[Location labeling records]
+ + +

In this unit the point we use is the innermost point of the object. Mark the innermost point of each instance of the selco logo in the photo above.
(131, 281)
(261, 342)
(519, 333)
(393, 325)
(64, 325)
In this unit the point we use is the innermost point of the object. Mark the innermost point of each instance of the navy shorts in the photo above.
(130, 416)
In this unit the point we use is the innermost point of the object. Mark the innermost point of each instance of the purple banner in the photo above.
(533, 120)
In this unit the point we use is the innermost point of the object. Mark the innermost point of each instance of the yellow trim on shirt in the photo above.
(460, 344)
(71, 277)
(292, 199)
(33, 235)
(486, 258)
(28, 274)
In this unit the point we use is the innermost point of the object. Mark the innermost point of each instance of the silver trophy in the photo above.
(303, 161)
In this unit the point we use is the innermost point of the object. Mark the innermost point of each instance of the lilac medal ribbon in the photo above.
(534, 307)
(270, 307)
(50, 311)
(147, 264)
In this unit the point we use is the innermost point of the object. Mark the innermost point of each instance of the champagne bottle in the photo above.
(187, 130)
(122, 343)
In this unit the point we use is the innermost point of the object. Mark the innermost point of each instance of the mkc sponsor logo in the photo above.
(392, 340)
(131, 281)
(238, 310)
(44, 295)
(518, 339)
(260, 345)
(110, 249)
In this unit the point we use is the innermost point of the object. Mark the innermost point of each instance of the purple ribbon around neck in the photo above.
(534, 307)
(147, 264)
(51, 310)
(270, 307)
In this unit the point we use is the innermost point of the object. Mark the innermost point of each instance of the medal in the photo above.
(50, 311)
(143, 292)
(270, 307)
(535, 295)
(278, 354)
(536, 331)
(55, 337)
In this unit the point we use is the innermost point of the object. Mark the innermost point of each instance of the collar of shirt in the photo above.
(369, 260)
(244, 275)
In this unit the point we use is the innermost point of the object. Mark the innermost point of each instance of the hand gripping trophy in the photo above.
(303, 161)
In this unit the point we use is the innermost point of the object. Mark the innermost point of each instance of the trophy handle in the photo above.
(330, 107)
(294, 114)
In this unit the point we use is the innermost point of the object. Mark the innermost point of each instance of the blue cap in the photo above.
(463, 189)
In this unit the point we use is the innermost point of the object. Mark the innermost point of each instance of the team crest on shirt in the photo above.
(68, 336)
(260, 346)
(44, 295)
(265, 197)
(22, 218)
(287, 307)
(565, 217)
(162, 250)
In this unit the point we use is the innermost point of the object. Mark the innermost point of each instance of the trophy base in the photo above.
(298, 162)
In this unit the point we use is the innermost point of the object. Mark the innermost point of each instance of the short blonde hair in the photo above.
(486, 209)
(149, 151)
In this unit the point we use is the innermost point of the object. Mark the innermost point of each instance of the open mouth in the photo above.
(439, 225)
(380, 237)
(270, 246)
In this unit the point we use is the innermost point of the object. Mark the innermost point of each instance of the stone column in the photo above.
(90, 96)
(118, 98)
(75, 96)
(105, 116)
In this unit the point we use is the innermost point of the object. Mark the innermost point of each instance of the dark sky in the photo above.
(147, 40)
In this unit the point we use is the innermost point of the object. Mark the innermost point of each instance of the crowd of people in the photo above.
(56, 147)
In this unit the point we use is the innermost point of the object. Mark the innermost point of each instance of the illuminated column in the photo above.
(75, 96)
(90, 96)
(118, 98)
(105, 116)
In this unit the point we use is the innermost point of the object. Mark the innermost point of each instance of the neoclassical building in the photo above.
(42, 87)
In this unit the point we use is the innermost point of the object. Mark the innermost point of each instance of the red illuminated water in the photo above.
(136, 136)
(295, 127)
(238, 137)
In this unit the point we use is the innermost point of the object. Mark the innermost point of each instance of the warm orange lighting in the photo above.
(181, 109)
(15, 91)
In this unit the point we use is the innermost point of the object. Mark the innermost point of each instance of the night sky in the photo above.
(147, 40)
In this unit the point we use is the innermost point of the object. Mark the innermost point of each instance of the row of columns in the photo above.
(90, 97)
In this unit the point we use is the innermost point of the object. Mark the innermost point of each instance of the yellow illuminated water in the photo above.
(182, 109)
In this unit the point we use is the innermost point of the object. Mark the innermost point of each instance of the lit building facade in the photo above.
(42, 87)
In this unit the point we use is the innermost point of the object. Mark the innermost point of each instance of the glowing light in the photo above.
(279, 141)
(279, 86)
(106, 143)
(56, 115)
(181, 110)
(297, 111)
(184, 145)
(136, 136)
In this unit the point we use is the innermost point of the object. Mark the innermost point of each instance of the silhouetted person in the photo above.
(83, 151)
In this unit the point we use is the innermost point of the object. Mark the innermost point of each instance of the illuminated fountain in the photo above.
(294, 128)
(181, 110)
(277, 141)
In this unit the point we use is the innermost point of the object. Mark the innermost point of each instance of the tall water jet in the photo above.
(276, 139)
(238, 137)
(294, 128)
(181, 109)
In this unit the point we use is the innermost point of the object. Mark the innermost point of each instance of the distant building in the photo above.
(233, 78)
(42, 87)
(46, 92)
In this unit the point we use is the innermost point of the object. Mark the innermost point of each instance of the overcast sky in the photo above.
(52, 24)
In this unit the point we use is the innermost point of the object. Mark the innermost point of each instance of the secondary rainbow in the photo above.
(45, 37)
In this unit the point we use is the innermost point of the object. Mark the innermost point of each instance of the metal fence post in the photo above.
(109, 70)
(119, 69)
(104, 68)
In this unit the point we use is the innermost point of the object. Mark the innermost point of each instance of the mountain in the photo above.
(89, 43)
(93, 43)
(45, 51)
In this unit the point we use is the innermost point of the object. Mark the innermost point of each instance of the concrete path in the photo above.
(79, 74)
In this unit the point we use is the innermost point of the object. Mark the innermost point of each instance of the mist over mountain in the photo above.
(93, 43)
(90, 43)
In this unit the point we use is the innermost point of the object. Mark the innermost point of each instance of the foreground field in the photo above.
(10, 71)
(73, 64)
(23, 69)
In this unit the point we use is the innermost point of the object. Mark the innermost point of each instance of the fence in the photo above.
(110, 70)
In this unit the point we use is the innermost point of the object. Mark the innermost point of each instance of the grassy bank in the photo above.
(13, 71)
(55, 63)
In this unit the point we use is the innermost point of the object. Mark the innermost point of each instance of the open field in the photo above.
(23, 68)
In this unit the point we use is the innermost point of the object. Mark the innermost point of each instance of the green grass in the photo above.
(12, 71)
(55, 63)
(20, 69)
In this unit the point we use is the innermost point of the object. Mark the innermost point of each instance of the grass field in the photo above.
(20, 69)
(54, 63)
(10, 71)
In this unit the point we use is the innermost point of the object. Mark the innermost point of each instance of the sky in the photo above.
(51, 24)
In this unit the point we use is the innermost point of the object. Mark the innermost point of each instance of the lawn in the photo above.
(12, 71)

+ + +

Requirements: Retype, without any alteration, every line of the listing from the line containing "grass in the photo above." through the final line of the listing, including both of those lines.

The response:
In this unit the point we use is the innermost point of the object. Mark the innermost point of each instance of the green grass in the photo above.
(12, 71)
(55, 63)
(20, 69)
In this unit the point we use is the innermost point of the object. Mark the innermost point of each instance of the grass field in the photo above.
(20, 69)
(54, 63)
(10, 71)
In this unit the point we use is the innermost point of the object. Mark the innermost point of each instance of the sky in the photo above.
(51, 24)
In this unit the point we use is the innermost point of the object. Mark the innermost point of each instance of the lawn in the photo above.
(12, 71)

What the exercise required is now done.